### Written request:
The records below must be retyped exactly.
>> Begin
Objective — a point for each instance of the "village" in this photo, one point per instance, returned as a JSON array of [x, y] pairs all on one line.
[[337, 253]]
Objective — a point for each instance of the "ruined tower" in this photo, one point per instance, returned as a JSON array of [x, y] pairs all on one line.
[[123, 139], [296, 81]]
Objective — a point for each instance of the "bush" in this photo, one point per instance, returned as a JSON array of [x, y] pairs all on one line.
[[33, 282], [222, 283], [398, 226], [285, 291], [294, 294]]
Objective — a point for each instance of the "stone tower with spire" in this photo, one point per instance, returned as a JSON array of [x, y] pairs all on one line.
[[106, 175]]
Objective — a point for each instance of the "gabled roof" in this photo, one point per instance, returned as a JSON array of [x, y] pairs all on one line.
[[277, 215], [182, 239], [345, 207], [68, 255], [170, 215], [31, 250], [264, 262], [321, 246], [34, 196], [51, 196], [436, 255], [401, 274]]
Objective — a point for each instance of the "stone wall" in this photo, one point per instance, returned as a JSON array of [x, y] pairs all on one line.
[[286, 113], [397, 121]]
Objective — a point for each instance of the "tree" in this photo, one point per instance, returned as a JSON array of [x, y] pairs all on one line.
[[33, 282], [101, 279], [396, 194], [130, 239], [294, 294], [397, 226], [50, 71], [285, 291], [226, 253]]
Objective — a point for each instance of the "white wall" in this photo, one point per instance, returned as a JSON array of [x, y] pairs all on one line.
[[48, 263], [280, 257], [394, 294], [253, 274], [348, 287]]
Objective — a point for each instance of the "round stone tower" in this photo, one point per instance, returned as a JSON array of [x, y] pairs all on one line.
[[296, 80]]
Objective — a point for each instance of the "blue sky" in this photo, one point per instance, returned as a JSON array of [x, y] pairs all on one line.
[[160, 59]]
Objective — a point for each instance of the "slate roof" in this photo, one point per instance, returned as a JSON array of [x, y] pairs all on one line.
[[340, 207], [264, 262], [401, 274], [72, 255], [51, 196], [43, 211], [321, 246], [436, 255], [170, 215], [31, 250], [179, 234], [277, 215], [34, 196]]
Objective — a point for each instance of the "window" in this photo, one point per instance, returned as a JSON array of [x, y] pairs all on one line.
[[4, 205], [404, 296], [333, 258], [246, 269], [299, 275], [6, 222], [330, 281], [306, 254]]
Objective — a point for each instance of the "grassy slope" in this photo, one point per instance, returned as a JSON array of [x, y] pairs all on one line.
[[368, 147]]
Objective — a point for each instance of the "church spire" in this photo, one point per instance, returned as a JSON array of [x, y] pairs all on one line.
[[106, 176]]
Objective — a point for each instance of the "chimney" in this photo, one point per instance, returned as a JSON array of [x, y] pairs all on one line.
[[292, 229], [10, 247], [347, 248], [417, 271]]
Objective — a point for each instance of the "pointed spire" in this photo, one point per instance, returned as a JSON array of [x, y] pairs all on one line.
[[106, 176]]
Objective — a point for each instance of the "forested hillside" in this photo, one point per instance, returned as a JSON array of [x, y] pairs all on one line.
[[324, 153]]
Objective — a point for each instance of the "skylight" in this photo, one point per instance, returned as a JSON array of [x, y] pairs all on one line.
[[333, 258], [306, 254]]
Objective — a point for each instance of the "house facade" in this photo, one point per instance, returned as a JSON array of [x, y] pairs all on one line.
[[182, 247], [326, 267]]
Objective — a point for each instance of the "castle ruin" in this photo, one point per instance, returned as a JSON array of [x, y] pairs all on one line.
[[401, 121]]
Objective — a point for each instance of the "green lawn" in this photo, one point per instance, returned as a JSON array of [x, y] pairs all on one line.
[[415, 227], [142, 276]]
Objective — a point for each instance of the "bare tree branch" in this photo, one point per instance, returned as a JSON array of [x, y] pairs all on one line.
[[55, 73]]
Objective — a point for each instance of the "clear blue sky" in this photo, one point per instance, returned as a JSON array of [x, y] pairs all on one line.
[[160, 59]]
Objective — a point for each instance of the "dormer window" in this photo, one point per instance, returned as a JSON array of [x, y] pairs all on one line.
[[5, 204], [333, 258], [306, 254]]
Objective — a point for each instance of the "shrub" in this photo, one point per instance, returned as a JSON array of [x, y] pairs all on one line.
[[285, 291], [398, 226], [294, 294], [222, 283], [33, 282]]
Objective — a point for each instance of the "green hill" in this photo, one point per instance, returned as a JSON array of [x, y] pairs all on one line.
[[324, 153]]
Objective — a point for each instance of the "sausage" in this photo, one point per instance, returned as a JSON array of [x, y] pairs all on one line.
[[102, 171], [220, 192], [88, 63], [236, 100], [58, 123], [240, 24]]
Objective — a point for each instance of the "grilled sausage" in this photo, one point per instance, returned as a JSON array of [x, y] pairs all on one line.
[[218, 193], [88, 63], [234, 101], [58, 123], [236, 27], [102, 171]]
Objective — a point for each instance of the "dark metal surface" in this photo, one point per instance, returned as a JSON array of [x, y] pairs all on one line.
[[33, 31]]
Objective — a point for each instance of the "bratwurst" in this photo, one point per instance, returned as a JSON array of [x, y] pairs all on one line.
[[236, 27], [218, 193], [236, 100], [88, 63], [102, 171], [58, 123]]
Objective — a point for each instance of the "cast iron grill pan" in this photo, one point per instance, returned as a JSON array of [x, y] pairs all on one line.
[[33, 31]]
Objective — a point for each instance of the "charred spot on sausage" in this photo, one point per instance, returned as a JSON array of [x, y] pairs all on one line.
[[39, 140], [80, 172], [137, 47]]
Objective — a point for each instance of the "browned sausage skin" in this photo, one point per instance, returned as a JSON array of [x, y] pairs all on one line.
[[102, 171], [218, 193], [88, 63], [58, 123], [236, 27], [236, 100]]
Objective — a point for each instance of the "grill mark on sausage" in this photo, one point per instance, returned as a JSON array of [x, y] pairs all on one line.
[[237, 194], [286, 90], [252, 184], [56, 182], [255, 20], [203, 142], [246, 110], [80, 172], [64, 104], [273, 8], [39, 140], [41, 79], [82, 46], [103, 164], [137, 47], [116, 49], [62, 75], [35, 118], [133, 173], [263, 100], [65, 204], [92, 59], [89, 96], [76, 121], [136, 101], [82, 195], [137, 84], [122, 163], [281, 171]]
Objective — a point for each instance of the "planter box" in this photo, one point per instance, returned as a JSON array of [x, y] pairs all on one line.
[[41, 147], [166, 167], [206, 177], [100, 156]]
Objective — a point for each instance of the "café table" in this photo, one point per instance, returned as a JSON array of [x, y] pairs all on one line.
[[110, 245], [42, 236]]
>> End
### Correct answer:
Objective — a point for each instance of the "village" in this photo, one point per instance, returned as a JSON array of [x, y] pairs all on one line.
[[337, 253]]
Objective — a point for each instance of the "ruined tower" in this photo, one point per instance, returned as a JSON array of [x, y] pairs all on one line.
[[123, 139], [296, 81]]
Objective — a point for each instance of the "bush" in this photo, one point per instance, returned as a JSON array of [x, y] pairs all on one line.
[[33, 282], [222, 283], [398, 226], [285, 291], [294, 294]]
Objective — a point for each instance of the "stone tower with spire" in this photo, one point per instance, returned as a JSON array of [x, y] pairs all on one line.
[[106, 175]]
Objective — a point for each instance of the "gabled roof" in this photo, one point per instance, returned as a JSON array of [x, y] pairs all on one line.
[[277, 215], [182, 239], [345, 207], [68, 255], [170, 215], [31, 250], [264, 262], [321, 246], [34, 196], [51, 196], [436, 255], [401, 274]]
Objective — a point for each instance of the "stone wall" in this photo, one point per instance, returned as a JSON array of [x, y] pairs all on one line.
[[286, 113], [397, 121]]
Objective — a point for each instance of the "tree" in this photo, one point per instance, returned as a JSON array of [x, y] pairs all on one line.
[[33, 282], [101, 279], [396, 194], [130, 239], [294, 294], [397, 226], [50, 71], [285, 291], [226, 253]]
Objective — a point for each instance of the "white wall" in this photo, one point per instance, returned as a JSON array of [x, y] pairs all on one line.
[[48, 263], [280, 257], [394, 294], [253, 274], [348, 287]]
Objective — a point for each instance of the "round stone tower" in this photo, one point per instance, returned as a JSON array of [x, y] pairs all on one line.
[[296, 80]]
Objective — a point for each instance of the "blue sky" in this photo, one point per instance, returned as a JSON array of [x, y] pairs all on one line.
[[160, 59]]
Objective — a point for each instance of the "slate roof" in this photo, one point per instance, returned as a JSON array of [x, y] pairs all on one line.
[[340, 207], [264, 262], [401, 274], [72, 255], [51, 196], [43, 211], [321, 246], [436, 255], [170, 215], [31, 250], [179, 234], [277, 215], [34, 196]]
Objective — a point for each instance of the "window" in this photo, one point per instance, returned as a JSON array of [x, y] pairs all on one line.
[[4, 205], [404, 296], [333, 258], [246, 269], [299, 275], [6, 222], [330, 281], [306, 254]]
Objective — a point for each instance of the "grassy slope" in this photo, one point per instance, returned as a JSON array of [x, y] pairs all on one line.
[[368, 147]]
Objective — a point for each instance of the "church spire" in this photo, one point per instance, returned as a JSON array of [x, y] pairs all on one line.
[[106, 176]]
Objective — a point for each instance of the "chimney" in this photo, one point per instance, returned as a JSON array of [x, y] pairs all on one line.
[[292, 229], [10, 247], [347, 248], [417, 271]]
Objective — a point for each instance of the "pointed spire" in this photo, one point per instance, returned as a JSON array of [x, y] pairs all on one line.
[[106, 176]]
Objective — a point for each instance of the "forested hillside" in this photo, one point per instance, returned as a JSON array of [x, y] pairs all on one line.
[[324, 153]]
Objective — a point for each instance of the "skylight" in this photo, one point per instance, returned as a JSON array of [x, y] pairs all on one line.
[[333, 258], [306, 254]]
Objective — a point for each instance of the "house facade" in this photo, one point per instance, returned as a JSON array of [x, y] pairs all on one line.
[[182, 247], [326, 267]]
Objective — a point for each instance of the "castle ruin" in this photo, one point per instance, returned as a JSON array of [x, y] pairs all on one line.
[[401, 121]]
Objective — a point for each instance of the "green lawn" in this photo, one point per instance, returned as a JSON array of [x, y] pairs all on one line.
[[415, 227], [142, 276]]
Objective — a point for each instance of the "bare tree branch" in this photo, one point per instance, returned as a JSON array of [x, y] pairs all on one line.
[[55, 73]]
Objective — a point for each instance of the "clear blue sky" in this photo, one point per instance, returned as a JSON array of [x, y] pairs all on one line.
[[160, 59]]
Objective — a point for each instance of the "dormer window" in this photo, one point per instance, returned as a JSON array of [x, y] pairs all on one line.
[[5, 204], [333, 258], [306, 254]]
Objective — a point for each instance of the "shrub" in this photo, one point per instance, returned as a JSON array of [x, y] pairs all on one line.
[[285, 291], [398, 226], [294, 294], [222, 283], [33, 282]]
Objective — a point for each instance of the "green hill" in this photo, one point per instance, returned as a JSON array of [x, y] pairs all on one line.
[[324, 153]]
Objective — a point for each instance of the "sausage" in this photo, one point per instance, returned as a JSON array of [x, y] pairs all on one line.
[[102, 171], [220, 192], [88, 63], [236, 100], [58, 123], [240, 24]]
Objective — a point for each instance of the "grilled sausage" in this photo, one point per instance, returned as a JSON array of [x, y] pairs all on one line.
[[218, 193], [88, 63], [234, 101], [58, 123], [236, 27], [102, 171]]
Objective — a point for each instance of the "dark metal surface" in this photo, one point per instance, returned as a JSON array of [x, y] pairs all on one line.
[[33, 31]]
Objective — a point for each instance of the "bratwurst" in this photo, one point per instance, returned as a JSON array of [x, y] pairs all on one line.
[[236, 27], [218, 193], [236, 100], [88, 63], [102, 171], [58, 123]]
Objective — a point for each instance of the "cast iron grill pan" in this photo, one point per instance, returned as a JSON array of [x, y] pairs all on one line.
[[33, 31]]
Objective — a point for each instance of the "charred spot on sausage" in this photo, one point per instance, returned as a JSON array of [x, y] pairs all on one line.
[[39, 140], [80, 172], [137, 47]]
Objective — a point for each instance of the "browned sausage skin" in this photo, one point per instance, returned as a JSON array of [x, y] pairs all on one line.
[[102, 171], [218, 193], [88, 63], [58, 123], [236, 27], [236, 100]]
Objective — a point for each instance of the "grill mark on sausage" in this photo, one point per instance, returned as a JSON array of [x, y] pairs all on one line.
[[237, 194], [286, 90], [252, 184], [56, 182], [255, 20], [203, 142], [246, 110], [80, 172], [64, 104], [273, 8], [39, 140], [41, 79], [82, 46], [103, 164], [137, 47], [116, 49], [62, 75], [35, 118], [133, 173], [263, 100], [65, 204], [92, 59], [89, 96], [76, 121], [136, 101], [82, 195], [137, 84], [122, 163], [281, 171]]
Objective — a point for each instance of the "planter box" in this photo, one point per instance, returned as a JSON array of [x, y] pairs all on one line.
[[41, 147], [166, 167], [206, 177], [100, 156]]
Objective — a point for each instance of the "café table" in this photo, one point per instance, returned as a JSON array of [x, y] pairs all on one line.
[[110, 245], [42, 236]]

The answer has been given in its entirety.